■ WHAT IS ASKED: Recast the lines as a numbered list, leaving out any blank lines. Begin at the line that has "Put one marker on each instance of the white goalpost" and stop after the last line of the items.

■ Records from a dataset:
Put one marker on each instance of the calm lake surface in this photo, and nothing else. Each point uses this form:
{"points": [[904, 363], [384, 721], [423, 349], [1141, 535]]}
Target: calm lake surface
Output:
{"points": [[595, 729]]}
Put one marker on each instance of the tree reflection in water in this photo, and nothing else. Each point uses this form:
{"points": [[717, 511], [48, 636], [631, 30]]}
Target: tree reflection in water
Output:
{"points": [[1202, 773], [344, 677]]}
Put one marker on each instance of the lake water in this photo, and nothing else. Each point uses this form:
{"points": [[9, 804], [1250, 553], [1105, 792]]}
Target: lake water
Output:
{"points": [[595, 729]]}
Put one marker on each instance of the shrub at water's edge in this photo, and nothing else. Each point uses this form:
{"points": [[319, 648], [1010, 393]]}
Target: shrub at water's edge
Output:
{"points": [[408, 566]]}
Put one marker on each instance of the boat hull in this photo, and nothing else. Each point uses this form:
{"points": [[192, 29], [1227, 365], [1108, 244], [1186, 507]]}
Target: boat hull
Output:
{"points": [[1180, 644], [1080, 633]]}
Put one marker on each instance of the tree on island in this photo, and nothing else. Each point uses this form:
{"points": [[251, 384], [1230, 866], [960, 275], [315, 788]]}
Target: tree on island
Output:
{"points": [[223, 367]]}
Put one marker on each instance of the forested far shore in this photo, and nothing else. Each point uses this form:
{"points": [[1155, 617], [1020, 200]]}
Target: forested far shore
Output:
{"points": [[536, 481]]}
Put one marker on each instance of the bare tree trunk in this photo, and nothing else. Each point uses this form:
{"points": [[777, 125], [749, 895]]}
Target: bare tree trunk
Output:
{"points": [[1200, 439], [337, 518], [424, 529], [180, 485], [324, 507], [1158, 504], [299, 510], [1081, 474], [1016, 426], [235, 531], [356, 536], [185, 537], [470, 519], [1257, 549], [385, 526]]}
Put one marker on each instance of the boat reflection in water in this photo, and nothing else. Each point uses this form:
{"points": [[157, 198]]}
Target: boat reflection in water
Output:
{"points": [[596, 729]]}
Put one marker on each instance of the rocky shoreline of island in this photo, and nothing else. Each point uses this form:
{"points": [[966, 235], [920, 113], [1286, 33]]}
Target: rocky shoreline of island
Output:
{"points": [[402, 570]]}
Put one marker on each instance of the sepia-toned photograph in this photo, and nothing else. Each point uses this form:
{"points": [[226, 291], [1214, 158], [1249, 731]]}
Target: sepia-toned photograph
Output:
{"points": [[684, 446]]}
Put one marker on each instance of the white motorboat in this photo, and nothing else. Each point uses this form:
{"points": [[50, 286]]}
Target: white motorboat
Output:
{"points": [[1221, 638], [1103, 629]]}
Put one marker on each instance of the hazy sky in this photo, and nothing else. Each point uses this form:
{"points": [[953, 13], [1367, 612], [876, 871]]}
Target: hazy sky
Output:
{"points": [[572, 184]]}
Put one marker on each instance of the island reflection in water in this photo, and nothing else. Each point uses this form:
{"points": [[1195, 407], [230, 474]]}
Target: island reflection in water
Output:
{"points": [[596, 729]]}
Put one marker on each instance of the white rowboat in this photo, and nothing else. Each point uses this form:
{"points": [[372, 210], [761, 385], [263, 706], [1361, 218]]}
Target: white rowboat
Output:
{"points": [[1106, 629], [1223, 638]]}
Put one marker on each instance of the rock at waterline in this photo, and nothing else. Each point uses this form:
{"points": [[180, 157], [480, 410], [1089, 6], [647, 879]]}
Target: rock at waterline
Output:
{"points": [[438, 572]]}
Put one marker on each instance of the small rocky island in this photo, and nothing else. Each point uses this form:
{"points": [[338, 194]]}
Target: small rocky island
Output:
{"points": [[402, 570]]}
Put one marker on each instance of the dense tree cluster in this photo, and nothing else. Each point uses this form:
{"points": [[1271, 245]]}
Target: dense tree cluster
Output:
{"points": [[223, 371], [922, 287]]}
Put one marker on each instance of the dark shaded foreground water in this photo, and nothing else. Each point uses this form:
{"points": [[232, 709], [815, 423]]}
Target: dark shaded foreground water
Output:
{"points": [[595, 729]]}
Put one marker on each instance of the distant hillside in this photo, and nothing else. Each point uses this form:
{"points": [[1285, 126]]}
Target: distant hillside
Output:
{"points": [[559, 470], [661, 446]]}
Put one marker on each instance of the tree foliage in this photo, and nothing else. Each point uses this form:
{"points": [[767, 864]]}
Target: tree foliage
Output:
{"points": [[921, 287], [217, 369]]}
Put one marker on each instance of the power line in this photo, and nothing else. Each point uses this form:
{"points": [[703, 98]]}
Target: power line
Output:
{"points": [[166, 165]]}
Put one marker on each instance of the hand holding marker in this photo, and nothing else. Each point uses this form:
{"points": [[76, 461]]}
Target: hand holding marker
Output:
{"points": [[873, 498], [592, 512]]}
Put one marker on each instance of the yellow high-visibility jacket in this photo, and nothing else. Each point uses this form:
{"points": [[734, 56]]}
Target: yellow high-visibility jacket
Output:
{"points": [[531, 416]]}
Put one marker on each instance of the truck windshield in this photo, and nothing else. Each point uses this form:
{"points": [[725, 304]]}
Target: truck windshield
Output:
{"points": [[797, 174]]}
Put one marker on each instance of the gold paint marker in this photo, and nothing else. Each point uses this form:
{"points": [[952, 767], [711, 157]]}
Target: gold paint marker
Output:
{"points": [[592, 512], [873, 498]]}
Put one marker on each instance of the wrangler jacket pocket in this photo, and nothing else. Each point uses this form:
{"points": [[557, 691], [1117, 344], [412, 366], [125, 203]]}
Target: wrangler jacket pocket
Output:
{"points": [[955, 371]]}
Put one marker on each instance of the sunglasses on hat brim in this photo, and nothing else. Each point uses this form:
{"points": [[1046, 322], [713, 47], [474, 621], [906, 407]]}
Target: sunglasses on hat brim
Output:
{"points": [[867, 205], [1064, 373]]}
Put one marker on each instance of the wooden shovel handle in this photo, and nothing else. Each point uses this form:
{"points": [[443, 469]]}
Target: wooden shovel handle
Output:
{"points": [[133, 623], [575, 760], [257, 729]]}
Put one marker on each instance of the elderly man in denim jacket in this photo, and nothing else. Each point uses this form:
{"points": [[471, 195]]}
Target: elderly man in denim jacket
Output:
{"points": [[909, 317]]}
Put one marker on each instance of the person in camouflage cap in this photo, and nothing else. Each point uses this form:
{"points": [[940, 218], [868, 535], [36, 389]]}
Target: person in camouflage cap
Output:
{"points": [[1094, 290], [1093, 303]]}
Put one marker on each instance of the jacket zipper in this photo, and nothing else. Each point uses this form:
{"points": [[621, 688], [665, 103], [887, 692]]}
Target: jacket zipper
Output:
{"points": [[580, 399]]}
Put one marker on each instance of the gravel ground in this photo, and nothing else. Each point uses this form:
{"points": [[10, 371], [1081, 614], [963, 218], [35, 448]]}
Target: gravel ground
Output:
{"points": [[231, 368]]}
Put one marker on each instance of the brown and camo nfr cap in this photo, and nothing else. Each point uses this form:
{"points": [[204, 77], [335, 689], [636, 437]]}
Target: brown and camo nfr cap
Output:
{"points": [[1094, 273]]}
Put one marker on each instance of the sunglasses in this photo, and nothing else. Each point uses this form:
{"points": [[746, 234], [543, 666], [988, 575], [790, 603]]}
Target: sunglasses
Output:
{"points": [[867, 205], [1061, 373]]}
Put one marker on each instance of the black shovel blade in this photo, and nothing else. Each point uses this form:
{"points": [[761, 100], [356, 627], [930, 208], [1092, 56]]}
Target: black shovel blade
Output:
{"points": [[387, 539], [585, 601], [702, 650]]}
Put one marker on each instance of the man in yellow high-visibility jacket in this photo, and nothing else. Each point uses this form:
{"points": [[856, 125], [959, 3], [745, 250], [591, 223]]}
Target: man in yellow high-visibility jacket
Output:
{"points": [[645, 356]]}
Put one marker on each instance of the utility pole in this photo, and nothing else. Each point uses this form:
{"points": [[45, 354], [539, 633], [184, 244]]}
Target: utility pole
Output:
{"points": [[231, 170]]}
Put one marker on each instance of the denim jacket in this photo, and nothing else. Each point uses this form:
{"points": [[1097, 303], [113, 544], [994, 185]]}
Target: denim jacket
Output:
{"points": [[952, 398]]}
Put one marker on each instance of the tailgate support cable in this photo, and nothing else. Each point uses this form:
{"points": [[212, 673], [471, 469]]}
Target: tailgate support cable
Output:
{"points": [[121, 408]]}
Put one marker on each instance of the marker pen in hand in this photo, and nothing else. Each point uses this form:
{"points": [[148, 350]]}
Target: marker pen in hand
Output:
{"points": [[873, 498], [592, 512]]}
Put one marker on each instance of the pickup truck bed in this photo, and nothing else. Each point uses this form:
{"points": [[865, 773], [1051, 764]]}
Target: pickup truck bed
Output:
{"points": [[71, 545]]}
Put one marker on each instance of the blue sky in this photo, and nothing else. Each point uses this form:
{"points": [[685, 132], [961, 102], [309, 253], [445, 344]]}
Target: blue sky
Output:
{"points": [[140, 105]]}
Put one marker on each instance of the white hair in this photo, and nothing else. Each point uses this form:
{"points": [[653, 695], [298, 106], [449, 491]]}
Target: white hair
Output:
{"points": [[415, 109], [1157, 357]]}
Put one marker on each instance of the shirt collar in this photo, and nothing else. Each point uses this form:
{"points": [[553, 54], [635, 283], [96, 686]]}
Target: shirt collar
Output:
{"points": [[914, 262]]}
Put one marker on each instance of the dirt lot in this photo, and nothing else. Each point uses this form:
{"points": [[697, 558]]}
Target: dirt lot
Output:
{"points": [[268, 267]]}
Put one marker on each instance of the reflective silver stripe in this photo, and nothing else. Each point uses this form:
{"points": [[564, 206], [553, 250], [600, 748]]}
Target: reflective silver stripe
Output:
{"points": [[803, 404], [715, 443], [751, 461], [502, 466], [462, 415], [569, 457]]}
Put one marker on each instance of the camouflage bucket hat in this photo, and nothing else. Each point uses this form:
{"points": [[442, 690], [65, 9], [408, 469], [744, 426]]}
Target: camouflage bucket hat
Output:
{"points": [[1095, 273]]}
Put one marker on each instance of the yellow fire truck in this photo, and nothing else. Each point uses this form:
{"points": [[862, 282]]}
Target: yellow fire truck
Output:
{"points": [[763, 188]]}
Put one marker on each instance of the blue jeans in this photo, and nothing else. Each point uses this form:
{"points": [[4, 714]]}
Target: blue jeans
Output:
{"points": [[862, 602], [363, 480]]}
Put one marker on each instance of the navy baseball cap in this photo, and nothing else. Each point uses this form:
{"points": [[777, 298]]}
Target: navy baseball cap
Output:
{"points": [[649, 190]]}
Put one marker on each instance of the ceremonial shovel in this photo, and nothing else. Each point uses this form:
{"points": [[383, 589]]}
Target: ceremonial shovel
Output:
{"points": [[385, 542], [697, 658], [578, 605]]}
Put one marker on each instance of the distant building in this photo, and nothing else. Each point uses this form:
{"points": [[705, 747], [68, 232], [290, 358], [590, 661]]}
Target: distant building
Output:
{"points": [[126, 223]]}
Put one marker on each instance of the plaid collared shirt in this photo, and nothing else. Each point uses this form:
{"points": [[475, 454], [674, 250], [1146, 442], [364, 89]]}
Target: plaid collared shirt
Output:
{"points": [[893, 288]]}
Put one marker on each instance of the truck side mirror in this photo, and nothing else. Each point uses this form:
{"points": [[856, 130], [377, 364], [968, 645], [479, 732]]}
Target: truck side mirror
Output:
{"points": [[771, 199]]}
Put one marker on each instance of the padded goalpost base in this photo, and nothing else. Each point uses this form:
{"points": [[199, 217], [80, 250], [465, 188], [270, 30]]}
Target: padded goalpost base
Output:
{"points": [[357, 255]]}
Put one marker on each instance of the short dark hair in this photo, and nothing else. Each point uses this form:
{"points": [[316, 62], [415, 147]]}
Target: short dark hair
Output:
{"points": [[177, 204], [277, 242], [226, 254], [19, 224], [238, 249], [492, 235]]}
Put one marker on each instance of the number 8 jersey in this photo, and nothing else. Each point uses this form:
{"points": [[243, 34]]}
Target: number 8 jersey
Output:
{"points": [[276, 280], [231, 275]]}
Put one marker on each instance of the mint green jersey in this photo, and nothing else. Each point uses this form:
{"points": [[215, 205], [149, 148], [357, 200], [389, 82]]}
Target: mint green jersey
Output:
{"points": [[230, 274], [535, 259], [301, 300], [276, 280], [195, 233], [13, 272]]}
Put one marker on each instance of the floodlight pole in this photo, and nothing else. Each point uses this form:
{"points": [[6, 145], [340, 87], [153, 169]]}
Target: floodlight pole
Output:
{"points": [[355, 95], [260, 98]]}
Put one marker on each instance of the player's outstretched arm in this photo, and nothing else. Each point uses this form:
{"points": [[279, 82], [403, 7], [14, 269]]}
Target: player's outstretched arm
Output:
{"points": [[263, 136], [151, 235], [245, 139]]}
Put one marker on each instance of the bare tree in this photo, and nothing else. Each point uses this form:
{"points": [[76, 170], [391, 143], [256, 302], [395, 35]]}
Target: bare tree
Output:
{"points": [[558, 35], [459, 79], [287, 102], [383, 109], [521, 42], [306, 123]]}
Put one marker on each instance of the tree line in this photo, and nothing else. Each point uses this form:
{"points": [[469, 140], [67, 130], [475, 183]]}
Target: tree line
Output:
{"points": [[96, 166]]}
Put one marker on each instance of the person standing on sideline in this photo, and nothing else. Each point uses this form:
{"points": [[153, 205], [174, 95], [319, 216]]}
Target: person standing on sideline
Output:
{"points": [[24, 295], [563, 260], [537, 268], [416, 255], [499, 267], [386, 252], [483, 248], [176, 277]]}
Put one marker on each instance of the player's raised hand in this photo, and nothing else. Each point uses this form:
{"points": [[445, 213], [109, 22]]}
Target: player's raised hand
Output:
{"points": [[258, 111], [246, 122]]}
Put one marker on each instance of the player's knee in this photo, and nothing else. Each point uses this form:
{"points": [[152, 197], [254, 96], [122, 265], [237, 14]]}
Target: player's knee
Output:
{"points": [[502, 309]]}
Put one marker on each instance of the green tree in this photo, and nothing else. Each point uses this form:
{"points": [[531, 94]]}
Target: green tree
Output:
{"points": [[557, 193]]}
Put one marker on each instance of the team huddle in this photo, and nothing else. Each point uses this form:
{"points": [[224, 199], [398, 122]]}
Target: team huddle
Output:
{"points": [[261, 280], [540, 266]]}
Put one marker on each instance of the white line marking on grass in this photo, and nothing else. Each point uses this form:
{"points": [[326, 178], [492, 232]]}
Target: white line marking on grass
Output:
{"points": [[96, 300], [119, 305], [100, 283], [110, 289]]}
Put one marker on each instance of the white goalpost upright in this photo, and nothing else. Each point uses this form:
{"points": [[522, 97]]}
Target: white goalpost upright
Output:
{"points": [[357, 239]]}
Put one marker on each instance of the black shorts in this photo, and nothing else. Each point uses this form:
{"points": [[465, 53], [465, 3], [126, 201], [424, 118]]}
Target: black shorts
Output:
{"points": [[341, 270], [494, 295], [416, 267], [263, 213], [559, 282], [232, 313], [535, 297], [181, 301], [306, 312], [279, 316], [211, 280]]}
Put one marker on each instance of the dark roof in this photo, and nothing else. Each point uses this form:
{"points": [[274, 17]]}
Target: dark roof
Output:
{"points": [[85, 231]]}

■ TASK SOLUTION:
1. Put one marker on each instance of the white goalpost upright in this photo, and nothing else. Each point uses this form:
2. {"points": [[522, 97]]}
3. Target: white goalpost upright
4. Output:
5. {"points": [[357, 239]]}
6. Put one marker on each instance of the black shorts in this photo, and nothing else. Each point uses this form:
7. {"points": [[465, 53], [465, 3], [126, 201], [424, 118]]}
8. Target: black shorts
9. Output:
10. {"points": [[341, 270], [494, 295], [416, 267], [263, 213], [559, 282], [232, 313], [535, 297], [181, 301], [306, 312], [279, 316], [211, 280]]}
11. Put one marker on each instance of the dark roof in this photo, and nothing else. Each point uses this form:
12. {"points": [[274, 17]]}
13. Target: dark roof
14. Output:
15. {"points": [[85, 231]]}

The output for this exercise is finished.